▸ **EXTRACT PROVIDED**:
■ ■ ■ ■

Flores-Mir et al. examined the hand–wrist and the cephalometric radiographs of 52 females and 27 males to evaluate the development of the skeletal growth and used the Fishman and Baccetti methods, respectively. They found the correlation coefficient between the two techniques as 0.72 [35]. In this study, Gilsanz, Ratib and Hassel-Farman’s methods were used and the correlation coefficient was found to be 0.79. Although the methods used in the study are different, similar high positive results can be evaluated in favor of the fact that all methods are highly reliable.

Uysal et al. examined the hand–wrist radiographs with Hassel and Farman’s method, and the cephalometric radiographs with Bjork Grave and Brown method on a total of 503 subjects (290 females, 213 males) between 5 and 24 ages. The correlation coefficient was found 0.86 for all individuals, 0.88 for girls and 0.78 for boys; in this study, it was found to be 0.79, 0.70 and 0.85, respectively [36].

■ ■ ■ ■

▸ **PROVIDED RECORDS**:
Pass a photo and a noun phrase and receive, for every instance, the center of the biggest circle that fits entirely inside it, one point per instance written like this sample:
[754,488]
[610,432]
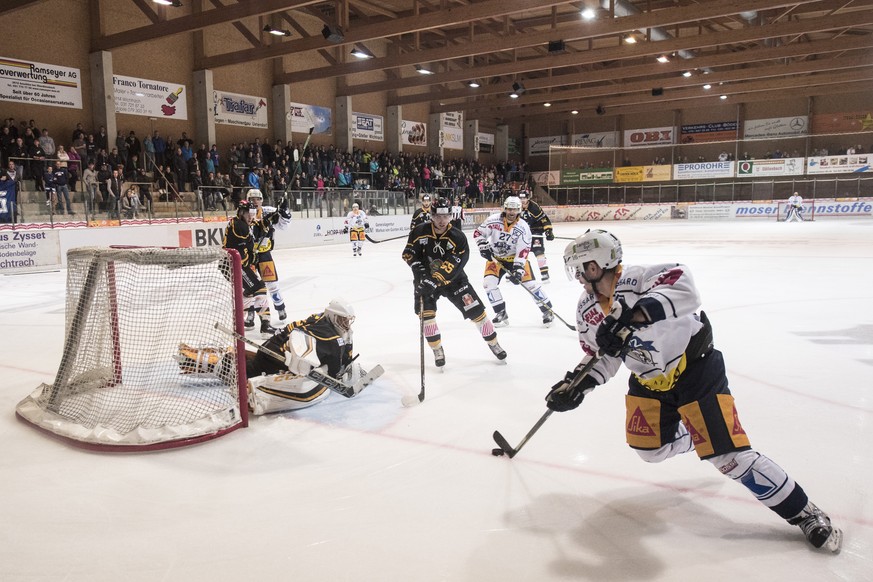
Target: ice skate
[498,351]
[817,528]
[439,357]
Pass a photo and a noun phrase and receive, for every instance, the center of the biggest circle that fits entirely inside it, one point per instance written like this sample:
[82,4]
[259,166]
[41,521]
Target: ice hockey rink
[368,490]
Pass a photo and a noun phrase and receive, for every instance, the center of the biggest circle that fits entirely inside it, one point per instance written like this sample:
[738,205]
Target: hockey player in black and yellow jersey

■ ■ ■ ■

▸ **LIST OF TASKS**:
1 - Edit the excerpt on skeletal maturity assessment from "Flores-Mir et al." to "are highly reliable.", putting "correlation value" in place of "correlation coefficient".
2 - According to the excerpt on skeletal maturity assessment, why can the findings be taken as support that all the methods are highly reliable? Answer in one to three sentences.

▸ **RESULTS**:
1 -
Flores-Mir et al. examined the hand–wrist and the cephalometric radiographs of 52 females and 27 males to evaluate the development of the skeletal growth and used the Fishman and Baccetti methods, respectively. They found the correlation value between the two techniques as 0.72 [35]. In this study, Gilsanz, Ratib and Hassel-Farman’s methods were used and the correlation value was found to be 0.79. Although the methods used in the study are different, similar high positive results can be evaluated in favor of the fact that all methods are highly reliable.

2 - The studies used different methods but still produced similar high positive correlation coefficients. The coefficient was 0.72 for the Fishman and Baccetti methods in Flores-Mir et al. and 0.79 for the methods used in this study.